- [Data provided]
★ ★ ★

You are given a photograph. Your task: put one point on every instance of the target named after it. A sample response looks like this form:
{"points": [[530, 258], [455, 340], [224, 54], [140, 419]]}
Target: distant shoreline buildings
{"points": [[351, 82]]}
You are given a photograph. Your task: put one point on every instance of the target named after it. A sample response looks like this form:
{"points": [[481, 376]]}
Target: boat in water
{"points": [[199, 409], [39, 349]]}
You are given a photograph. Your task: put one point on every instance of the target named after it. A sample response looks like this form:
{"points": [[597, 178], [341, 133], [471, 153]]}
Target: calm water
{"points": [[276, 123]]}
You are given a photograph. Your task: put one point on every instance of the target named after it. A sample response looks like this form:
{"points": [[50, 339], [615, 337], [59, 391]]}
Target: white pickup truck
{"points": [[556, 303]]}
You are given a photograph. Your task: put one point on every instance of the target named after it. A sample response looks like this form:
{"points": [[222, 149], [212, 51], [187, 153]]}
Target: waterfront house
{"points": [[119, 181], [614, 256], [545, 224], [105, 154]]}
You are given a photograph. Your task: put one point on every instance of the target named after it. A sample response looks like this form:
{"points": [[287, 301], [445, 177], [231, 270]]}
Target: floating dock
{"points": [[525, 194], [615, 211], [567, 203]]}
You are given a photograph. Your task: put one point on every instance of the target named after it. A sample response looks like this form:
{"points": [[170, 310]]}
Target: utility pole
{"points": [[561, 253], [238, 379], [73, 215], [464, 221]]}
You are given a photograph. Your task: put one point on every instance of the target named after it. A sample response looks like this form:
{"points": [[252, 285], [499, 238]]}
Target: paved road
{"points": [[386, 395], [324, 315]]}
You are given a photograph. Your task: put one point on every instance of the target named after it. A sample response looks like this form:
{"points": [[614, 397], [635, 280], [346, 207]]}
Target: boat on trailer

★ ★ ★

The full set of entries should be transcribed exactly.

You are given a photograph. Your task: put one point on every instance of the target named after it. A sample response looks like this form:
{"points": [[530, 258], [455, 340], [224, 54], [140, 419]]}
Target: distant shoreline buildings
{"points": [[351, 82]]}
You are given a photograph. Your task: put one point on every instance of the target named after it. A sample response looks like this form:
{"points": [[481, 376]]}
Target: boat in water
{"points": [[199, 409], [39, 349]]}
You are given a photograph. Your task: put one point on every instance of the target named after it. A sample response looks like this form:
{"points": [[597, 178], [341, 133], [471, 153]]}
Target: calm water
{"points": [[276, 123]]}
You are given a photograph. Your task: put one point on every instance of the target named after it. A sample response looks like this form:
{"points": [[50, 339], [615, 337], [59, 391]]}
Target: white pickup truck
{"points": [[556, 303]]}
You are given a photograph. Your task: put one point on every instance of the target named after it. A sample response looks like this form:
{"points": [[222, 149], [212, 51], [187, 153]]}
Target: waterfront house
{"points": [[119, 181], [614, 256], [545, 224], [105, 154]]}
You are given a photograph. Your task: put one point on every instance of the target named after it. A sample response looks like this form:
{"points": [[287, 301], [445, 177], [231, 270]]}
Target: floating dock
{"points": [[525, 194], [615, 211], [567, 203]]}
You are given a photograph. Your task: put one point on every instance of the target named after it. A sample response looks like this form:
{"points": [[170, 310]]}
Target: utility pole
{"points": [[561, 253], [238, 379], [73, 215], [464, 221]]}
You are given a photograph. Your task: put one point on every instance of the target named after it. A sample response looks like this form:
{"points": [[252, 285], [499, 238]]}
Target: paved road
{"points": [[386, 395], [324, 315]]}
You are given a photograph. Your task: put one point on every instance of the target named after it. A sample response looks like this form:
{"points": [[614, 397], [635, 280], [346, 207]]}
Target: boat on trailer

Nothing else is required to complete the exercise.